___ Supplied passage ___
MRI day comes and my cold has returned full force. I can't breathe, my nose is running non stop, both of my ears are stuffy, I ache everywhere and my teeth even hurt. I didn't want to have this test done in the first place and now I really don't want it done. I know rescheduling isn't really an option so I go. Mom has this done every few years to monitor her tumor. She tells me it's not that bad and that they don't stick you in a tube anymore. She lied to me. To be fair, she has been doing this for almost 30 years and she had one of the first MRIs ever done up at UAB. As I said before, diagnostic imaging has come a long way. Next time I have this done, I'll need a Xanax. I don't mind the knocking and the banging, rumbling, humming and clicking. I mind feeling like a stuffed sausage in a tube. I put on my brave nurse/mommy/nothing-gets-to-me face and make the best of it while verging on a panic attack. I hope tears don't show up on MRIs. Today I give in to the pity party on my way home.
___
## [Work instructions]
**a.** Answer these questions using the MRI account:
(i) How long has Mom been having this scan done?
(ii) Where did Mom have one of the first MRIs ever done?
(iii) What does the writer say will be needed next time?
**b.** Condense the MRI account's paragraph that opens "MRI day comes and my cold" into a shorter version that keeps its main facts.
___ Excerpted data ___
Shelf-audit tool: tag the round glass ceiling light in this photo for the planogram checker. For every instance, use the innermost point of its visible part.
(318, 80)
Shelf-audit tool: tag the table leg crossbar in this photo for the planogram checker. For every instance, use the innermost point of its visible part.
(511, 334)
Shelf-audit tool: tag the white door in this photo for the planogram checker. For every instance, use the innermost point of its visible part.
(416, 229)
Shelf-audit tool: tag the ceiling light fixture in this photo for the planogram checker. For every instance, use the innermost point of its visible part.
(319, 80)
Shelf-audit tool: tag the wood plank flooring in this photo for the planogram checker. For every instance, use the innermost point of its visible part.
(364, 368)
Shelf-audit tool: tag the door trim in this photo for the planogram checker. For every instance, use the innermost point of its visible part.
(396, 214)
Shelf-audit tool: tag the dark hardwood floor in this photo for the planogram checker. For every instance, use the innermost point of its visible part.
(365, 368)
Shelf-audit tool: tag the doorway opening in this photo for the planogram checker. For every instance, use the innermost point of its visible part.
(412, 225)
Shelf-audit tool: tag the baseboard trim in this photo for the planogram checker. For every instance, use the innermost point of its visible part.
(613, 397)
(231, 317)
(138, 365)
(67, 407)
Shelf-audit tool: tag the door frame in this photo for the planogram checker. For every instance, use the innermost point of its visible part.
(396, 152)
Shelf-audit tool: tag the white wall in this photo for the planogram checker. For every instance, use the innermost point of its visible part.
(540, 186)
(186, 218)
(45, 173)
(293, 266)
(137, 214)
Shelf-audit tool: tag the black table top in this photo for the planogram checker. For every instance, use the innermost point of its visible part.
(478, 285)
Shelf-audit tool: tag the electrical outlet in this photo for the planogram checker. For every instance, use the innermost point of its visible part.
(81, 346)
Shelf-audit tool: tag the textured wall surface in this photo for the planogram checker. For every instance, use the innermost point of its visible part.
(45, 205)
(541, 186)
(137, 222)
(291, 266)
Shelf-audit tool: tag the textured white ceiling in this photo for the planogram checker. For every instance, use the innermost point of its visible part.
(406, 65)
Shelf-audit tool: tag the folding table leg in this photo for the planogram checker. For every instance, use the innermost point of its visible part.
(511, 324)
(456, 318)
___
## [Solutions for each task]
**a.**
(i) Almost 30 years.
(ii) At UAB.
(iii) A Xanax.

**b.** On MRI day my cold is back in full force. I can't breathe, my nose runs, my ears are stuffy, I ache everywhere, and even my teeth hurt. I never wanted the test, but rescheduling isn't really an option, so I go. Mom has had MRIs every few years for almost 30 years to monitor her tumor, including one of the first ever done at UAB. She told me it's not that bad and that they don't put you in a tube anymore. She lied. The knocking and banging don't bother me, but feeling like a stuffed sausage in a tube does, and next time I'll need a Xanax. I keep a brave face while close to a panic attack, and on the way home I give in to a pity party.